--- WHAT IS EXPECTED ---
Can you give the listing below as a numbered list, from its first line up to and including the line with "697;334;750;404", leaving out blank lines?

--- RECORDED INFORMATION ---

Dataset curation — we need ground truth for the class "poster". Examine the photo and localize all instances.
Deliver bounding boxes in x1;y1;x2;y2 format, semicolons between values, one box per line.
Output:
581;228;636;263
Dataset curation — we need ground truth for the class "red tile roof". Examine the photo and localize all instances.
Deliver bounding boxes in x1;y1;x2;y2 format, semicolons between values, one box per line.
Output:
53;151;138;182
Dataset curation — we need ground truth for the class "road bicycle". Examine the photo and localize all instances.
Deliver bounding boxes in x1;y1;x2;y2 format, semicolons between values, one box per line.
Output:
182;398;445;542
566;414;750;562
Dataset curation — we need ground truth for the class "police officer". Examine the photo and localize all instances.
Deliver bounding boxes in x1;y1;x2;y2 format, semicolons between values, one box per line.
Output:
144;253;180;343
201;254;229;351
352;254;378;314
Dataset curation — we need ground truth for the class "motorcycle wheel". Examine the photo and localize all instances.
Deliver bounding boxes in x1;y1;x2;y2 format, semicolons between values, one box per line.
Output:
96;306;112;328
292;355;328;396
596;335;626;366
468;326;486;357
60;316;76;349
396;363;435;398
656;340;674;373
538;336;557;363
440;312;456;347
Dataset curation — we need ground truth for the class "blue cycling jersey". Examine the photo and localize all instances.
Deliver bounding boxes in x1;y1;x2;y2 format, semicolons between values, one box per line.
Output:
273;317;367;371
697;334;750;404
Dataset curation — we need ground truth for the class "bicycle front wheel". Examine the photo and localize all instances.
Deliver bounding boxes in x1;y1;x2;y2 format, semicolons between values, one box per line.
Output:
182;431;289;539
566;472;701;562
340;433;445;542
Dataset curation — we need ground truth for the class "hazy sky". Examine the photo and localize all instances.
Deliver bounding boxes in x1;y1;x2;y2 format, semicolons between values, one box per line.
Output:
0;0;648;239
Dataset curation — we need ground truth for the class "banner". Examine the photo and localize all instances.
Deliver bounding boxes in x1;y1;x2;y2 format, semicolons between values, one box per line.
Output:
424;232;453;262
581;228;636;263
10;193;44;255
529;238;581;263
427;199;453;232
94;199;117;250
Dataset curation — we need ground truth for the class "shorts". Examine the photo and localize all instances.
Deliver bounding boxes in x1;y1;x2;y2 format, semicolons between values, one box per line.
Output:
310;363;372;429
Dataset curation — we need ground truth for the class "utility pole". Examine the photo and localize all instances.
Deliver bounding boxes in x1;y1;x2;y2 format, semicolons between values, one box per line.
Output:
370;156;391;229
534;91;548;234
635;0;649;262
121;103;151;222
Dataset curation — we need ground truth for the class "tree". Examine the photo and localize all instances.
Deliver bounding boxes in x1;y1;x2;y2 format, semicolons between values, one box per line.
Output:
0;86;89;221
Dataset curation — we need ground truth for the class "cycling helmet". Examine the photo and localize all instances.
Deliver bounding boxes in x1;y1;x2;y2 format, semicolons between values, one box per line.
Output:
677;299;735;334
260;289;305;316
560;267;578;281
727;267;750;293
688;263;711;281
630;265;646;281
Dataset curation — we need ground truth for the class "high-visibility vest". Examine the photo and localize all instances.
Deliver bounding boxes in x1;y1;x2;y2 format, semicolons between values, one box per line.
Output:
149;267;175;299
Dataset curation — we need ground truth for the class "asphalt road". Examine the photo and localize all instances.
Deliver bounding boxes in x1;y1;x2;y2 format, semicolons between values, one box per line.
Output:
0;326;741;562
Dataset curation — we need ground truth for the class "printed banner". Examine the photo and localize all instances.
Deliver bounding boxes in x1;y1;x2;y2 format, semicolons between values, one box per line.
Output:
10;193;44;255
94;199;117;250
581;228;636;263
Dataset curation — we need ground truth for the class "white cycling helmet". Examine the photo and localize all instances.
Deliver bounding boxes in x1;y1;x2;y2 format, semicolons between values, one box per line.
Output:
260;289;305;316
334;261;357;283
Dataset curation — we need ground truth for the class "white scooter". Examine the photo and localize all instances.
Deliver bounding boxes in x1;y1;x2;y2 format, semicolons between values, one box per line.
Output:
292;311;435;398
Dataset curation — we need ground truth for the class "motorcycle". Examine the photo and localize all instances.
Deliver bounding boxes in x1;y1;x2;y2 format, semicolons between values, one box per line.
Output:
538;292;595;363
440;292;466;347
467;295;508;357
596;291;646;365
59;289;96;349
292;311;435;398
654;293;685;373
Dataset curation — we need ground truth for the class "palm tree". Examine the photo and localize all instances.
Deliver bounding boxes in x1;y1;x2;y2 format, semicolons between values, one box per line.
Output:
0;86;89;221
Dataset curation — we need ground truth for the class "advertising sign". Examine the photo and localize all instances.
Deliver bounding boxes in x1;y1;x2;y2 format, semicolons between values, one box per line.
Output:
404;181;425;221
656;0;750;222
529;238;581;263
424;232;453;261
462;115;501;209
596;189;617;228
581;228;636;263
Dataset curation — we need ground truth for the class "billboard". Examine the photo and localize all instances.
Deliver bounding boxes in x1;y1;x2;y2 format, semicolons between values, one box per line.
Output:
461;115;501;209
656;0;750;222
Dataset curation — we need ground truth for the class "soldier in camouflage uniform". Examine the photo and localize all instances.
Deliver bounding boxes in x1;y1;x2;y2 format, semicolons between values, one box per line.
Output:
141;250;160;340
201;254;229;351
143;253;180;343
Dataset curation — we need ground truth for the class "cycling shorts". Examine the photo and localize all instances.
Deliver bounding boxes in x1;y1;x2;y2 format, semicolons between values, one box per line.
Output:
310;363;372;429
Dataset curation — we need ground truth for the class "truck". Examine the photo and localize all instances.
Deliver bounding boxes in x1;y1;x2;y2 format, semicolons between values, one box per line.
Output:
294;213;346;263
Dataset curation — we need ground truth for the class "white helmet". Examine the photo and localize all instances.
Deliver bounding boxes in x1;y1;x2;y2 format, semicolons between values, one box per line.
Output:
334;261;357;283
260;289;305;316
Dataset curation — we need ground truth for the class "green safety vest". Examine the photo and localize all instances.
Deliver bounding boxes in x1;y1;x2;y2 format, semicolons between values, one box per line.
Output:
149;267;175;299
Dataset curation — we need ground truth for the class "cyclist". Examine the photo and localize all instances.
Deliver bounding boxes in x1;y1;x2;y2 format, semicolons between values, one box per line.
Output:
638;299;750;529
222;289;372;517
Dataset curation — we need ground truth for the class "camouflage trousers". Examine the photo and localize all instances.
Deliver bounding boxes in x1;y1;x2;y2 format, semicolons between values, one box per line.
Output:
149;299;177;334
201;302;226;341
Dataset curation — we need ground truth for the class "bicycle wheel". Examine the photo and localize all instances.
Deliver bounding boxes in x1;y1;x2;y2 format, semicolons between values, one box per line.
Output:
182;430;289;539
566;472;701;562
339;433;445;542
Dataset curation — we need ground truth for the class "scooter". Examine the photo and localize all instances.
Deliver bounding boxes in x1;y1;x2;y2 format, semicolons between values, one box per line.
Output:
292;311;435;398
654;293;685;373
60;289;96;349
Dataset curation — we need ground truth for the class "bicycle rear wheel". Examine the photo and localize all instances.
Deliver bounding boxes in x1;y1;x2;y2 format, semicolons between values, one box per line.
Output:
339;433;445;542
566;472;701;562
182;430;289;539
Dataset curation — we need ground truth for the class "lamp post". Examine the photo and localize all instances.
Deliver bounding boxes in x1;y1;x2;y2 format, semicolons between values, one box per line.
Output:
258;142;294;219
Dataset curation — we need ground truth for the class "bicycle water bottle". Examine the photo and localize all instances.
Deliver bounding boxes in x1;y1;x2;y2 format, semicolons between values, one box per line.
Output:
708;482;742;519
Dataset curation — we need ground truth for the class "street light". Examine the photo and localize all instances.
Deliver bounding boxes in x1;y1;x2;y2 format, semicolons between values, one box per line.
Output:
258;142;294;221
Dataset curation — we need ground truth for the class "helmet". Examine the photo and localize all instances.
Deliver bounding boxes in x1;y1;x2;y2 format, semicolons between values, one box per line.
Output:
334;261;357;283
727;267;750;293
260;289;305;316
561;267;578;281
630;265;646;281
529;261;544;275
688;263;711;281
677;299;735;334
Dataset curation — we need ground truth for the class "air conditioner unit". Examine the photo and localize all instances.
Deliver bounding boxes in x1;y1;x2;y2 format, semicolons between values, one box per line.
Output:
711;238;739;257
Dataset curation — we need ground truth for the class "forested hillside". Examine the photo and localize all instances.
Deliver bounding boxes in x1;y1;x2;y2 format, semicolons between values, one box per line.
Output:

--- RESPONSE TO THE TASK ---
1. Dataset curation — we need ground truth for the class "poster". Examine the photo and localize all instances.
2. Deliver bounding boxes in x1;y1;x2;y2 format, semicolons between values, one box per line.
3. Output:
4. 581;228;636;263
5. Dataset curation — we need ground truth for the class "red tile roof". Examine the photo and localize all instances.
6. Deliver bounding boxes in x1;y1;x2;y2 format, semicolons between values, one box per line.
7. Output:
8. 53;151;138;182
9. Dataset curation — we need ground truth for the class "road bicycle". Examine the photo and localize all instances.
10. Deliver bounding boxes in x1;y1;x2;y2 format, semicolons between values, one box per line.
11. Output:
12. 182;398;445;542
13. 566;414;750;562
14. Dataset curation — we need ground truth for the class "police officer". Examine the photo and localize all instances.
15. Deliver bounding boxes in x1;y1;x2;y2 format, semicolons between values, one box per line.
16. Output:
17. 144;253;180;343
18. 201;254;229;351
19. 352;254;378;314
20. Dataset curation — we need ground truth for the class "motorcycle wheel". Examine the photo and localize all instances.
21. Deliver bounding boxes in x1;y1;x2;y2 format, semicolons between values, one box per line.
22. Output:
23. 96;306;112;328
24. 292;355;328;396
25. 596;335;626;366
26. 468;326;486;357
27. 60;316;76;349
28. 396;363;435;398
29. 656;340;674;373
30. 538;336;557;363
31. 440;312;456;347
32. Dataset curation — we need ground truth for the class "blue cycling jersey". Examine the photo and localize all instances.
33. Deliver bounding boxes in x1;y1;x2;y2 format, semicolons between values, one box per line.
34. Output:
35. 273;317;367;371
36. 697;334;750;404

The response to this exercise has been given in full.